*Excerpted passage:*
□ □ □ □ □

AFRICA: Airlines to lose $700m, Record 135% hike in Travel Demand

William M. Walsh

By Adeniyi Onifade

Combination of the effects of the Russian-Ukraine war and the COVID-19 pandemic are going to cause Nigerian airlines and others across Africa to lose $700 million in 2022, International Air Transport Association, IATA has revealed.

The Director General of the International Air Transport Association (IATA), William M. Walsh made the disclosure at its 78th Annual General Meeting and World Air Transport Summit in Doha, Qatar. The event held between 19 to 21 June, 2022, attracted the industry’s most senior leaders from among IATA’s 290-member airlines, as well as leading government officials, strategic partners, equipment suppliers, and media.

Africa accounted for 1.9 per cent of the total world passenger air travel market in May 2022, the International Air Transport Association reports.

In IATA’s latest analysis of demand for passenger air travel worldwide and by region which is based on traffic data collected during May 2022 as compared to same period in the previous year, African airlines recorded a 134.9 per cent rise in Revenue Passenger Kilometres flown.

□ □ □ □ □

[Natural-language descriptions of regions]
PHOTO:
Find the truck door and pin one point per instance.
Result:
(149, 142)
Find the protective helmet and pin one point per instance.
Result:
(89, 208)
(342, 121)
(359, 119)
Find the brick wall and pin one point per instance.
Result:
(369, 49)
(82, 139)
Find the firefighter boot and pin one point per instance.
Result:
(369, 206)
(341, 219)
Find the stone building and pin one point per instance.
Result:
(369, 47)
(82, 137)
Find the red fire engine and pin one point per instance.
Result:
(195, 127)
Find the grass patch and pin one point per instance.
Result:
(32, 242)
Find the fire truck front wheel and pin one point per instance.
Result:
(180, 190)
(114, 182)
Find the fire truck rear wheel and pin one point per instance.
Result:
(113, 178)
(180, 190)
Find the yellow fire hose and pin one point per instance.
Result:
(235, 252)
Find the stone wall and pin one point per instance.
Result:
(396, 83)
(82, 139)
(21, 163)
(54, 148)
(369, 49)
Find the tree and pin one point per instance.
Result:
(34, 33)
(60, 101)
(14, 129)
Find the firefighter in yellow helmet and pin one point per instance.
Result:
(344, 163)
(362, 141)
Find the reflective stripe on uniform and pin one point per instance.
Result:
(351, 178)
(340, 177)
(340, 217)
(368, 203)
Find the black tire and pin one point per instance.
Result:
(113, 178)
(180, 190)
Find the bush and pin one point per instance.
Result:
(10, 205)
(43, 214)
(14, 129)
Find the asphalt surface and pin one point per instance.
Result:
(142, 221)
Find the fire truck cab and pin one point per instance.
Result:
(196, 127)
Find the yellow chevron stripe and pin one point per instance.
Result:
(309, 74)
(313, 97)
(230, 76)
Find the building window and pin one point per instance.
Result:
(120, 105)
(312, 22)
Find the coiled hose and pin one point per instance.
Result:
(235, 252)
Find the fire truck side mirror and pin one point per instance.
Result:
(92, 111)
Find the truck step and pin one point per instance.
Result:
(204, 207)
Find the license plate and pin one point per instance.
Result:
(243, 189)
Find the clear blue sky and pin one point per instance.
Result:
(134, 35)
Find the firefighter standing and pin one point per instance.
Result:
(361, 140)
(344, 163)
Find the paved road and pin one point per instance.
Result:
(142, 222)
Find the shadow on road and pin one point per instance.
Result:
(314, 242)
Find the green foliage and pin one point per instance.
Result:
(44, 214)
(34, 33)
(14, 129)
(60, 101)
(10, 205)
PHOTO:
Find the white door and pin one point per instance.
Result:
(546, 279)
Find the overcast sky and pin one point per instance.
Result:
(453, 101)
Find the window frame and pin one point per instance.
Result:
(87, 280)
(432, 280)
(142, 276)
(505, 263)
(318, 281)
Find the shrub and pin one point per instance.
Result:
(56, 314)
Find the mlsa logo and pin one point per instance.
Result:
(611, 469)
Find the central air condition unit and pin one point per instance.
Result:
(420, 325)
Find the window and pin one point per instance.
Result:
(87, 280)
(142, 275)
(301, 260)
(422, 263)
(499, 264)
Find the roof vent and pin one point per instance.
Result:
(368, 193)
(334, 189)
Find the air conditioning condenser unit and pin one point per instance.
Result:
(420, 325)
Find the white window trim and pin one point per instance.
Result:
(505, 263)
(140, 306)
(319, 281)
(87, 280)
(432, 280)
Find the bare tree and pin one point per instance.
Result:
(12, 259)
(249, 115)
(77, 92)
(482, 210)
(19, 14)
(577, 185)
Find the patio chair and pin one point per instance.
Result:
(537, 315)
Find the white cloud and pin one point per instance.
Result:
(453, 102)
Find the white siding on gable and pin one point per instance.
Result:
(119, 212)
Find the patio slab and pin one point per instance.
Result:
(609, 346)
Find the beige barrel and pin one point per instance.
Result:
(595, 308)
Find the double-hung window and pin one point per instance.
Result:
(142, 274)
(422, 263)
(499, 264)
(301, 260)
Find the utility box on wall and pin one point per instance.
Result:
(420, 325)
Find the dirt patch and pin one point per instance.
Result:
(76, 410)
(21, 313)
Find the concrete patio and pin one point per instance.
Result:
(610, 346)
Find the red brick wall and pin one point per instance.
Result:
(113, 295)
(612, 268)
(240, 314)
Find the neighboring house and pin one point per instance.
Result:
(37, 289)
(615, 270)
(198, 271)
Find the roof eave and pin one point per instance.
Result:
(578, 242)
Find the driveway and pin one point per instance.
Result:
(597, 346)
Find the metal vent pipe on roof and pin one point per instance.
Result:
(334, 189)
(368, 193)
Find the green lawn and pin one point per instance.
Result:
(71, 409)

□ □ □ □ □

*Task brief:* Copy out the full news article on African airlines' projected losses and travel demand, word for word, from the headline through the final sentence.

*Output below:*
AFRICA: Airlines to lose $700m, Record 135% hike in Travel Demand

William M. Walsh

By Adeniyi Onifade

Combination of the effects of the Russian-Ukraine war and the COVID-19 pandemic are going to cause Nigerian airlines and others across Africa to lose $700 million in 2022, International Air Transport Association, IATA has revealed.

The Director General of the International Air Transport Association (IATA), William M. Walsh made the disclosure at its 78th Annual General Meeting and World Air Transport Summit in Doha, Qatar. The event held between 19 to 21 June, 2022, attracted the industry’s most senior leaders from among IATA’s 290-member airlines, as well as leading government officials, strategic partners, equipment suppliers, and media.

Africa accounted for 1.9 per cent of the total world passenger air travel market in May 2022, the International Air Transport Association reports.

In IATA’s latest analysis of demand for passenger air travel worldwide and by region which is based on traffic data collected during May 2022 as compared to same period in the previous year, African airlines recorded a 134.9 per cent rise in Revenue Passenger Kilometres flown.